Render every line of the records below as a Markdown table with two columns, Row and Line. Number the rows in sequence and omit blank lines.

======== Stored rows ========

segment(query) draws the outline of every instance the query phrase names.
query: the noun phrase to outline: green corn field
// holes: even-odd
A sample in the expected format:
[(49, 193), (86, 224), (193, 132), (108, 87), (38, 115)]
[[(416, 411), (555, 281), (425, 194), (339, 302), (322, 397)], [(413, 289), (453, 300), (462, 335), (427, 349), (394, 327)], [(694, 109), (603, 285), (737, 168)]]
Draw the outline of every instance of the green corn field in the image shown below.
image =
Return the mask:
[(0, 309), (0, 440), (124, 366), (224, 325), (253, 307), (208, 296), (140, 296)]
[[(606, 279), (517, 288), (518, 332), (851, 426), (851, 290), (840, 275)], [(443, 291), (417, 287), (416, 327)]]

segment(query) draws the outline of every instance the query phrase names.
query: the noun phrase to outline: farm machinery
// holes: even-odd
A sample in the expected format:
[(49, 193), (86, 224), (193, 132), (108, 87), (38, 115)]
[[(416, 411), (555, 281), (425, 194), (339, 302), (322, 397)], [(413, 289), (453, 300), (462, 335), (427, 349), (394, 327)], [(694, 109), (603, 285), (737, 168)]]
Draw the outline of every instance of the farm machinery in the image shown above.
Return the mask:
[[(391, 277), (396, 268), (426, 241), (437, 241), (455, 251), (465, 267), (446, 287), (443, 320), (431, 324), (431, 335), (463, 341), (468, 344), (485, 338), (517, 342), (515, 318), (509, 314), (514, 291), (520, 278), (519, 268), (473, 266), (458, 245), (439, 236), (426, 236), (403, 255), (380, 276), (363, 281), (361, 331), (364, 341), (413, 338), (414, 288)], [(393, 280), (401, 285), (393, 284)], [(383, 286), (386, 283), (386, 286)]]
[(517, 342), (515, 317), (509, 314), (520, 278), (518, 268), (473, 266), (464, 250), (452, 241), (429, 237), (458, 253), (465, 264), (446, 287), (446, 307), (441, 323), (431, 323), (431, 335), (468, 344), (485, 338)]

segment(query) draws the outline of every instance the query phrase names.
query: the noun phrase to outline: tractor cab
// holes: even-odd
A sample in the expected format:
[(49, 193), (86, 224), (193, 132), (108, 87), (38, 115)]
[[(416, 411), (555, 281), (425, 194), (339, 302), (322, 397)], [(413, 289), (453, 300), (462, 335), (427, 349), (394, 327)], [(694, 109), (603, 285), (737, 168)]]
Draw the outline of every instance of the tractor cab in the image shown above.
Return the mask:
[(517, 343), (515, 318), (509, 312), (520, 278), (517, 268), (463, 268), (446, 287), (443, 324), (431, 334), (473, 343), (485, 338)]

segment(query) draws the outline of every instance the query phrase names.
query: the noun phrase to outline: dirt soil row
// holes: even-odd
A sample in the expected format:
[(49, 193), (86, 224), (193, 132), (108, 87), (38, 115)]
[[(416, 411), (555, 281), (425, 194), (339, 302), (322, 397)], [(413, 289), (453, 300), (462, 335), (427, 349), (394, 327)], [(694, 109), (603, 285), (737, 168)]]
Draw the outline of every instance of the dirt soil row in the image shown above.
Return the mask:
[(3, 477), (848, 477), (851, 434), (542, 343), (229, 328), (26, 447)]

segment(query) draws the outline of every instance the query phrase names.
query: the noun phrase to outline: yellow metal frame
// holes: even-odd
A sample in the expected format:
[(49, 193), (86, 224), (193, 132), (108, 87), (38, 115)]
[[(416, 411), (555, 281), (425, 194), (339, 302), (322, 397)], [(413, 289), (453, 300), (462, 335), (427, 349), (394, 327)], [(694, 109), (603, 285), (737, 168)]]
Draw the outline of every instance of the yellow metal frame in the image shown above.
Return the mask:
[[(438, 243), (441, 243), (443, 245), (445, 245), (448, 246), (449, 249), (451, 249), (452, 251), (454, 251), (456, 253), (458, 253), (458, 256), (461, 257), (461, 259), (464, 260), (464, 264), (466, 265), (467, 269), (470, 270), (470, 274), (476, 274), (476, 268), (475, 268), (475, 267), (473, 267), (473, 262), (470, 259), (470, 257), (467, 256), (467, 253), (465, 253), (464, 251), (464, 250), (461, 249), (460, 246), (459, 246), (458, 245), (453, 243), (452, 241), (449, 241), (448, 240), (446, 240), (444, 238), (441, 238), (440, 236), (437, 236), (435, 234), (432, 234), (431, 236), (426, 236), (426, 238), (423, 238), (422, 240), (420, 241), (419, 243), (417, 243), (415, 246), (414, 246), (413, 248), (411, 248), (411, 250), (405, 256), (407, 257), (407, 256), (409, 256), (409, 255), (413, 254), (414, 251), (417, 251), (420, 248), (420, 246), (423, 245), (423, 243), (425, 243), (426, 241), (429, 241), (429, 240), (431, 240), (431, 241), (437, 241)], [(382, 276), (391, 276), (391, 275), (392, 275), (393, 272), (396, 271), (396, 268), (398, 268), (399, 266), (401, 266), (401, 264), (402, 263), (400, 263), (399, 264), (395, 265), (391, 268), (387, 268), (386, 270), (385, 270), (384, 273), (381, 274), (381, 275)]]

========

▶ [The response]
| Row | Line |
|---|---|
| 1 | segment(query) draws the outline of every instance the query phrase names. |
| 2 | query: the noun phrase to outline: green corn field |
| 3 | // holes: even-odd |
| 4 | A sample in the expected format: |
| 5 | [(49, 193), (86, 224), (193, 132), (108, 87), (38, 115)] |
| 6 | [[(416, 411), (555, 281), (425, 194), (339, 302), (322, 397)], [(413, 289), (453, 300), (462, 335), (427, 349), (394, 327)], [(694, 109), (603, 285), (737, 168)]] |
| 7 | Draw the outline of every instance of the green corn field in the image shown below. |
| 8 | image = |
| 9 | Return the mask: |
| 10 | [(0, 309), (0, 440), (124, 366), (224, 325), (253, 307), (208, 296), (140, 296)] |
| 11 | [[(606, 279), (517, 288), (518, 332), (851, 426), (851, 290), (840, 275)], [(443, 291), (417, 287), (416, 327)]] |
| 12 | segment(query) draws the outline of every instance the query phrase names. |
| 13 | query: the noun phrase to outline: farm machinery |
| 14 | // holes: even-odd |
| 15 | A sample in the expected format: |
| 16 | [(49, 193), (86, 224), (193, 132), (108, 87), (38, 115)] |
| 17 | [[(416, 411), (555, 281), (425, 194), (339, 302), (322, 397)], [(413, 289), (453, 300), (462, 335), (427, 349), (394, 327)], [(694, 109), (603, 285), (737, 168)]] |
| 18 | Draw the outline of every instance of the farm machinery in the image shown above. |
| 19 | Return the mask: |
| 20 | [[(391, 277), (396, 268), (426, 241), (437, 241), (455, 251), (465, 267), (446, 287), (443, 320), (431, 324), (431, 335), (463, 341), (468, 344), (485, 338), (517, 342), (515, 318), (509, 314), (514, 291), (520, 278), (519, 268), (473, 266), (458, 245), (439, 236), (426, 236), (403, 255), (380, 276), (363, 281), (361, 331), (364, 341), (413, 338), (414, 288)], [(393, 280), (401, 285), (393, 284)], [(383, 286), (386, 283), (386, 286)]] |
| 21 | [(517, 342), (515, 317), (509, 314), (520, 278), (518, 268), (473, 266), (464, 250), (452, 241), (429, 237), (458, 253), (465, 264), (446, 287), (446, 307), (441, 323), (431, 323), (431, 335), (468, 344), (485, 338)] |
| 22 | segment(query) draws the outline of every instance the query phrase names. |
| 23 | query: the noun phrase to outline: tractor cab |
| 24 | // holes: even-odd |
| 25 | A sample in the expected format: |
| 26 | [(49, 193), (86, 224), (193, 132), (108, 87), (38, 115)] |
| 27 | [[(416, 411), (555, 281), (425, 194), (339, 302), (322, 397)], [(413, 289), (453, 300), (462, 335), (427, 349), (394, 327)], [(694, 109), (603, 285), (737, 168)]] |
| 28 | Draw the outline of every instance of the tractor cab in the image shown above. |
| 29 | Return the mask: |
| 30 | [(517, 343), (515, 318), (509, 312), (520, 278), (517, 268), (463, 268), (446, 287), (443, 324), (431, 334), (473, 343), (485, 338)] |
| 31 | segment(query) draws the outline of every instance the query phrase names. |
| 32 | query: the noun phrase to outline: dirt soil row |
| 33 | // holes: even-odd |
| 34 | A sample in the expected format: |
| 35 | [(49, 193), (86, 224), (193, 132), (108, 87), (38, 115)] |
| 36 | [[(416, 411), (555, 281), (425, 194), (339, 302), (322, 397)], [(413, 289), (453, 300), (462, 335), (427, 349), (394, 327)], [(694, 109), (603, 285), (737, 168)]] |
| 37 | Draw the outline of every instance of the dirt soil row in the image shown above. |
| 38 | Return the mask: |
| 39 | [(3, 477), (848, 477), (851, 434), (542, 343), (229, 328), (26, 447)] |
| 40 | segment(query) draws the outline of every instance the query phrase names. |
| 41 | query: the noun phrase to outline: yellow metal frame |
| 42 | // holes: even-odd |
| 43 | A sample in the expected format: |
| 44 | [(49, 193), (86, 224), (193, 132), (108, 87), (38, 115)] |
| 45 | [[(416, 411), (555, 281), (425, 194), (339, 302), (322, 397)], [(413, 289), (453, 300), (462, 335), (427, 349), (394, 327)], [(694, 109), (603, 285), (737, 168)]] |
| 46 | Draw the outline of every instance of the yellow metal frame in the image shown above. |
| 47 | Return the mask: |
| 48 | [[(438, 243), (441, 243), (443, 245), (445, 245), (448, 246), (449, 249), (451, 249), (452, 251), (454, 251), (456, 253), (458, 253), (458, 256), (461, 257), (461, 259), (464, 260), (464, 264), (466, 265), (467, 269), (470, 270), (470, 274), (476, 274), (476, 268), (475, 268), (475, 267), (473, 267), (473, 262), (470, 259), (470, 257), (467, 256), (467, 253), (465, 253), (464, 251), (464, 250), (461, 249), (460, 246), (459, 246), (458, 245), (453, 243), (452, 241), (449, 241), (448, 240), (446, 240), (444, 238), (441, 238), (440, 236), (437, 236), (435, 234), (432, 234), (431, 236), (426, 236), (426, 238), (423, 238), (422, 240), (420, 241), (419, 243), (417, 243), (415, 246), (414, 246), (413, 248), (411, 248), (411, 250), (405, 256), (407, 257), (407, 256), (409, 256), (409, 255), (413, 254), (414, 251), (417, 251), (420, 248), (420, 246), (423, 245), (423, 243), (425, 243), (426, 241), (429, 241), (429, 240), (431, 240), (431, 241), (437, 241)], [(382, 276), (391, 276), (391, 275), (392, 275), (393, 272), (396, 271), (396, 268), (398, 268), (399, 266), (401, 266), (401, 264), (402, 263), (400, 263), (399, 264), (395, 265), (391, 268), (387, 268), (386, 270), (385, 270), (384, 273), (381, 274), (381, 275)]] |